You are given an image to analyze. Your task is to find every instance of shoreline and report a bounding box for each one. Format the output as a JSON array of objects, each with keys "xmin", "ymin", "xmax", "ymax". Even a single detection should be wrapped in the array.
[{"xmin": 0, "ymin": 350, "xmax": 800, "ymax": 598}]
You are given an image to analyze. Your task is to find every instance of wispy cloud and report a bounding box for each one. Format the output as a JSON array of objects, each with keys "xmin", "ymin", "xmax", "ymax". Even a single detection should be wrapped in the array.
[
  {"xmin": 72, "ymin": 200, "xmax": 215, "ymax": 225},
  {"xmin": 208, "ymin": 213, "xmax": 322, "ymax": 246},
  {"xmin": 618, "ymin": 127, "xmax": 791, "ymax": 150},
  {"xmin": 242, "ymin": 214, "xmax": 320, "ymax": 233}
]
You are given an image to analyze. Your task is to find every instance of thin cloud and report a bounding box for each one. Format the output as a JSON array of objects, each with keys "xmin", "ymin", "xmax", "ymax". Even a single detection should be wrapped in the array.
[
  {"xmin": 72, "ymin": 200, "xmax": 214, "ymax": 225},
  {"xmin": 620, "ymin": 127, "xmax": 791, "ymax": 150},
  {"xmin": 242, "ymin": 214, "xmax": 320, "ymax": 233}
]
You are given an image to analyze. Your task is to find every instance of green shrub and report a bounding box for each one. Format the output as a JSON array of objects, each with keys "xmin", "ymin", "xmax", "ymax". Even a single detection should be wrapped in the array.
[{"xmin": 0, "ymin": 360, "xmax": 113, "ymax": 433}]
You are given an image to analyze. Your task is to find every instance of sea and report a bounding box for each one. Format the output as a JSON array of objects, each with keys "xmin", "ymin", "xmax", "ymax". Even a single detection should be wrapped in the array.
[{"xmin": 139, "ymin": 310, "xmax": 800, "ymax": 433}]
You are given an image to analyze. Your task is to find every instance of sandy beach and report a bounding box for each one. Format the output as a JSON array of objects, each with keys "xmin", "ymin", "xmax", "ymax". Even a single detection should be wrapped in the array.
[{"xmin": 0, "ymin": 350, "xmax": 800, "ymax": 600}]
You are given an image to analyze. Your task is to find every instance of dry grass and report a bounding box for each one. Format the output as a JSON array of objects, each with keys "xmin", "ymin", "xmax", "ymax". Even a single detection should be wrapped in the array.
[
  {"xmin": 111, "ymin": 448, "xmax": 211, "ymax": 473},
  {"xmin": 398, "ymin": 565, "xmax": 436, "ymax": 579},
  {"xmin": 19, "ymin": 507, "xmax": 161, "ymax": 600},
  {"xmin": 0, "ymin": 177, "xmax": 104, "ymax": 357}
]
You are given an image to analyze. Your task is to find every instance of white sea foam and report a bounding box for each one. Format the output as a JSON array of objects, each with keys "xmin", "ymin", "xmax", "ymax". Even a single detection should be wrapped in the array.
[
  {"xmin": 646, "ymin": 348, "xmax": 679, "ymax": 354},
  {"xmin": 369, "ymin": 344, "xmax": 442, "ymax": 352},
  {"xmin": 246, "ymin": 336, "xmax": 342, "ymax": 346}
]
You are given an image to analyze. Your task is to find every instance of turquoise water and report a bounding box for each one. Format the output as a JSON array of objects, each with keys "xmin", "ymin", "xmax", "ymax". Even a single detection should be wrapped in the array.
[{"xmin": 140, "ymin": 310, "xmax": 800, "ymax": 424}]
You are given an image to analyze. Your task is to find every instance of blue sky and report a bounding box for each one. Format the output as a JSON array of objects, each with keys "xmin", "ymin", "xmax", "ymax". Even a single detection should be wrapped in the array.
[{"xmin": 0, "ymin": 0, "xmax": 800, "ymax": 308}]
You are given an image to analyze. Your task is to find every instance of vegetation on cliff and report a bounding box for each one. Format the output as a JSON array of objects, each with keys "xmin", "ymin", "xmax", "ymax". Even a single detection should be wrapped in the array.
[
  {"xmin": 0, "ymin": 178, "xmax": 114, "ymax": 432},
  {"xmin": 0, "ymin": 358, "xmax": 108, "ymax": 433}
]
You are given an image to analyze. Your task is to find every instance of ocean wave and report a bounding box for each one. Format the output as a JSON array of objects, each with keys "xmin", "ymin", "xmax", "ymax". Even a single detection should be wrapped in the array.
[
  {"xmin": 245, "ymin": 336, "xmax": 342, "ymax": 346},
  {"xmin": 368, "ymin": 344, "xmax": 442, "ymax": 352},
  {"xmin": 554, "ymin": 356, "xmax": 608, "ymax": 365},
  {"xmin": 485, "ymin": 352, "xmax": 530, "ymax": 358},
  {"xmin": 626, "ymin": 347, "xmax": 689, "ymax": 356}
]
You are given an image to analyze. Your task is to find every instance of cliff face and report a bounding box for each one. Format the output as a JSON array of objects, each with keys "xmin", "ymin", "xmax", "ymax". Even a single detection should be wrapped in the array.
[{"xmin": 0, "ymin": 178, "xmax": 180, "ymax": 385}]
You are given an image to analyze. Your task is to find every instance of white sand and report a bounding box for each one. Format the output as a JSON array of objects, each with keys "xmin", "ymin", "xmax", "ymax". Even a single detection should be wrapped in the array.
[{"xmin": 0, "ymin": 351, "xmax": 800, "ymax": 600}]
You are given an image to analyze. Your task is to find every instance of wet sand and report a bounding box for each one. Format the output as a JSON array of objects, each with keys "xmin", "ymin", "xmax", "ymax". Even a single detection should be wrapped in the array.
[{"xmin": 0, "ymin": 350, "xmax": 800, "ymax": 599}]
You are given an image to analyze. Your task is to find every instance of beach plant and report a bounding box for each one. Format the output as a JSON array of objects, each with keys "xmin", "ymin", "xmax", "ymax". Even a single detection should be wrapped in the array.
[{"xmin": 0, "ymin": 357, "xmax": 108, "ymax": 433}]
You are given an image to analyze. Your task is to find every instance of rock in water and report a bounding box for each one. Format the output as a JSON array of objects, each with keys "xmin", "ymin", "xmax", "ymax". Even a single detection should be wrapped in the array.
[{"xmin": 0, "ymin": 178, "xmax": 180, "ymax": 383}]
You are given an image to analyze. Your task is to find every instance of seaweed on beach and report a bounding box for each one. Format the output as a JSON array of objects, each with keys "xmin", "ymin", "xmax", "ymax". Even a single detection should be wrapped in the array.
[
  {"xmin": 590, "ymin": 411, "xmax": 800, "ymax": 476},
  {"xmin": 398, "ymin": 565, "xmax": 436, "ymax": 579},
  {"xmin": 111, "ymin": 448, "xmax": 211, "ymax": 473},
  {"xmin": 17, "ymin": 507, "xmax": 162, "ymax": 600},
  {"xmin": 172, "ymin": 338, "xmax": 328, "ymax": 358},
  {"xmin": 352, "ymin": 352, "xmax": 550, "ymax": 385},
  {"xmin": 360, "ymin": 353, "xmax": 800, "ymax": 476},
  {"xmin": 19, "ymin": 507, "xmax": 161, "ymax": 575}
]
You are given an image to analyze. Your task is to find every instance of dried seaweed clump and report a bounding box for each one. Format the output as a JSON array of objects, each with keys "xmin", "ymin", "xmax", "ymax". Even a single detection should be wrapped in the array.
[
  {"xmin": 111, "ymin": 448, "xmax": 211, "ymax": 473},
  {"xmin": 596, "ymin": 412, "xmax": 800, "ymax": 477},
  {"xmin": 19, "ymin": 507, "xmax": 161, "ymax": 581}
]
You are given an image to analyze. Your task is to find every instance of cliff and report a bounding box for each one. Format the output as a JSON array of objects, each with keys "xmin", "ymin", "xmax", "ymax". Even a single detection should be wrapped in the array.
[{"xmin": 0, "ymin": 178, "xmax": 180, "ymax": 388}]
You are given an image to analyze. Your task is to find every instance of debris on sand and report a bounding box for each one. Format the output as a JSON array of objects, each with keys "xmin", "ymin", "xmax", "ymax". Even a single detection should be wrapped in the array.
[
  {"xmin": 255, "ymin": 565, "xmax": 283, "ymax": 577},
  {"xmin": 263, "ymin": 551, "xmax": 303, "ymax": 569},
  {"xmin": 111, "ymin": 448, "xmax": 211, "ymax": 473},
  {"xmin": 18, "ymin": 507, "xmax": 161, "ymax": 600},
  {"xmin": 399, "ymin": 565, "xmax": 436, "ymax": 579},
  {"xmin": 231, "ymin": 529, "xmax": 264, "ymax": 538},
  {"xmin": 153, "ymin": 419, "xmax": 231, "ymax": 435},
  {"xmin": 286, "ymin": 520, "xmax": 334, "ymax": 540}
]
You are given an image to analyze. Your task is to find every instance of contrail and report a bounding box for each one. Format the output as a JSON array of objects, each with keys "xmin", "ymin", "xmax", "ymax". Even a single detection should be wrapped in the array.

**Stated exercise**
Render the lines of the data from the line containing "instance of debris" through the end of the data as a Markdown table with a Row column giving each line's number and a Text column holding the line itself, and leave out any blank lines.

**Task response**
| Row | Text |
|---|---|
| 1 | You are given an image to analyze. Your task is to find every instance of debris on sand and report a bounding box for each one. Format the output as a JSON array of objects, each with keys "xmin", "ymin", "xmax", "ymax". Even a single detection should be wrapped in the array. |
| 2 | [ |
| 3 |   {"xmin": 255, "ymin": 565, "xmax": 283, "ymax": 577}, |
| 4 |   {"xmin": 263, "ymin": 551, "xmax": 303, "ymax": 569}, |
| 5 |   {"xmin": 111, "ymin": 448, "xmax": 211, "ymax": 473}, |
| 6 |   {"xmin": 18, "ymin": 507, "xmax": 161, "ymax": 600}, |
| 7 |   {"xmin": 399, "ymin": 565, "xmax": 436, "ymax": 579}, |
| 8 |   {"xmin": 231, "ymin": 529, "xmax": 264, "ymax": 538}, |
| 9 |   {"xmin": 153, "ymin": 419, "xmax": 231, "ymax": 435}, |
| 10 |   {"xmin": 286, "ymin": 520, "xmax": 334, "ymax": 540} |
| 11 | ] |
| 12 | You are given an image to analyze. Your task is to find every instance of contrail and report a bounding box for each one. Format the output as a JSON array of objects, each with keys "xmin", "ymin", "xmax", "ymax". Even a single detection should be wrapped in the array. |